• **Extrait choisi**
--*--

Divertissement Design

Les distributeurs automatiques de jouets en capsules gacha-gacha sont apparus pour la première fois au Japon en 1965 devant les magasins de bonbons de quartiers, attirant alors des foules de jeunes. Plus récemment, ces machines ont commencé à proposer des produits destinés à toutes les tranches d’âge, et ce sont près de 300 nouveaux objets qui sortent tous les mois. Quelles sont donc les raisons qui poussent petits et grands à tourner la manivelle des distributeurs de gacha ?

Une idée américaine qui séduit les enfants japonais

Onoo, un véritable expert de l’histoire des jouets en capsules, explique que ces produits viennent à l’origine des États-Unis.

« Les États-Unis avaient alors des machines à bonbons, et peu à peu, les fabricants ont commencé à mettre des jouets à l’intérieur. Autour de la période de la Seconde Guerre mondiale, le président de la société commerciale Penny King, L.O. Hardman, est venu au Japon afin d’acheter des jouets en celluloïd pour remplir ces machines. Les premiers distributeurs de jouets sont apparus au Japon en 1965. Cette même année, Hardman a participé à la mise sur pied de la firme japonaise Penny Shôkai, qui a commencé à préparer des machines importées des États-Unis. Les enfants sont rapidement devenus accrocs à ces dernières, et on pouvait souvent les voir faire la queue devant les boutiques de bonbons. Elles étaient alors si populaires que la revue photographique Asahi Graph avait décidé de leur consacrer un dossier spécial en 1966.

À gauche : des jouets en celluloïd fabriqués au Japon puis importés aux États-Unis au lendemain de la guerre. À gauche : un panneau de Penny Shôkai issu de la collection de Onoo Katsuhiko.
À gauche : des jouets en celluloïd fabriqués au Japon puis importés aux États-Unis au lendemain de la guerre. À droite : un panneau de l’entreprise Penny Shôkai, issu de la collection de Onoo Katsuhiko.

Des enfants réunis devant une boutique de bonbons. La plupart des machines faisaient alors payer 10 yens par jouet. (Publication originale dans le Asahi Graph de 1966, issu des archives de Onoo.)
Des enfants réunis devant une boutique de bonbons. La plupart des machines faisaient alors payer 10 yens par jouet. (Publication originale dans l’Asahi Graph de 1966, issu des archives de Onoo Katsuhiko)

--*--

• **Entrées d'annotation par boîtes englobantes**

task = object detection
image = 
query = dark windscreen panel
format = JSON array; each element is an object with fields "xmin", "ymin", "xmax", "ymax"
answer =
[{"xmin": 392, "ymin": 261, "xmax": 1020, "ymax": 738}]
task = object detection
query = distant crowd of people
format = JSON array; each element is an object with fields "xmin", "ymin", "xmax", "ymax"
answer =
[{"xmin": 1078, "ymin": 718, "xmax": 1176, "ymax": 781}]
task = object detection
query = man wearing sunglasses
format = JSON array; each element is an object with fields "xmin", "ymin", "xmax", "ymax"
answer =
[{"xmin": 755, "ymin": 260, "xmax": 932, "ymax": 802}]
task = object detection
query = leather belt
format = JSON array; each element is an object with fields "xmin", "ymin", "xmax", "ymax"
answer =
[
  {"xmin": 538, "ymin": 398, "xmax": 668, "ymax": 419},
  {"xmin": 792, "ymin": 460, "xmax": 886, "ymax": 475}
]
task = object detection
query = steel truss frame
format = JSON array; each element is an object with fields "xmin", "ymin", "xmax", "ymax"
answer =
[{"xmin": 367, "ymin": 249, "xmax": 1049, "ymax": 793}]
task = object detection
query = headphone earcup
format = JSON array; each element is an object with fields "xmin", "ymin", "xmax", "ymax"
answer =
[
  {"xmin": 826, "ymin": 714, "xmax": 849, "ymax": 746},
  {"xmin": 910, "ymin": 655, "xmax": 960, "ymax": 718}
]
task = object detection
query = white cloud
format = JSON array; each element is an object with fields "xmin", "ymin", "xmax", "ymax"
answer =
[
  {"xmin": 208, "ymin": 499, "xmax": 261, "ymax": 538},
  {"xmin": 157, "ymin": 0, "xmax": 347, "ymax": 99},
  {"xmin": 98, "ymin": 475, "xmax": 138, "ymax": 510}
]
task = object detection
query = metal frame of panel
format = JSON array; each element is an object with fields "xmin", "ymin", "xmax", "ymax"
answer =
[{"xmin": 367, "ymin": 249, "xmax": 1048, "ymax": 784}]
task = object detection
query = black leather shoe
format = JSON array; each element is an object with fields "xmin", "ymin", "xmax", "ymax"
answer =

--*--

• **Consignes**
**1)** D'après l'extrait sur les distributeurs gacha, en quelle année les premiers distributeurs de jouets sont-ils apparus au Japon ?
**2)** Recopiez sans aucune modification l'ensemble des entrées d'annotation par boîtes englobantes.

• **Réponses**
**1)** En 1965.

**2)**
task = object detection
image = 
query = dark windscreen panel
format = JSON array; each element is an object with fields "xmin", "ymin", "xmax", "ymax"
answer =
[{"xmin": 392, "ymin": 261, "xmax": 1020, "ymax": 738}]
task = object detection
query = distant crowd of people
format = JSON array; each element is an object with fields "xmin", "ymin", "xmax", "ymax"
answer =
[{"xmin": 1078, "ymin": 718, "xmax": 1176, "ymax": 781}]
task = object detection
query = man wearing sunglasses
format = JSON array; each element is an object with fields "xmin", "ymin", "xmax", "ymax"
answer =
[{"xmin": 755, "ymin": 260, "xmax": 932, "ymax": 802}]
task = object detection
query = leather belt
format = JSON array; each element is an object with fields "xmin", "ymin", "xmax", "ymax"
answer =
[
  {"xmin": 538, "ymin": 398, "xmax": 668, "ymax": 419},
  {"xmin": 792, "ymin": 460, "xmax": 886, "ymax": 475}
]
task = object detection
query = steel truss frame
format = JSON array; each element is an object with fields "xmin", "ymin", "xmax", "ymax"
answer =
[{"xmin": 367, "ymin": 249, "xmax": 1049, "ymax": 793}]
task = object detection
query = headphone earcup
format = JSON array; each element is an object with fields "xmin", "ymin", "xmax", "ymax"
answer =
[
  {"xmin": 826, "ymin": 714, "xmax": 849, "ymax": 746},
  {"xmin": 910, "ymin": 655, "xmax": 960, "ymax": 718}
]
task = object detection
query = white cloud
format = JSON array; each element is an object with fields "xmin", "ymin", "xmax", "ymax"
answer =
[
  {"xmin": 208, "ymin": 499, "xmax": 261, "ymax": 538},
  {"xmin": 157, "ymin": 0, "xmax": 347, "ymax": 99},
  {"xmin": 98, "ymin": 475, "xmax": 138, "ymax": 510}
]
task = object detection
query = metal frame of panel
format = JSON array; each element is an object with fields "xmin", "ymin", "xmax", "ymax"
answer =
[{"xmin": 367, "ymin": 249, "xmax": 1048, "ymax": 784}]
task = object detection
query = black leather shoe
format = JSON array; each element is an object with fields "xmin", "ymin", "xmax", "ymax"
answer =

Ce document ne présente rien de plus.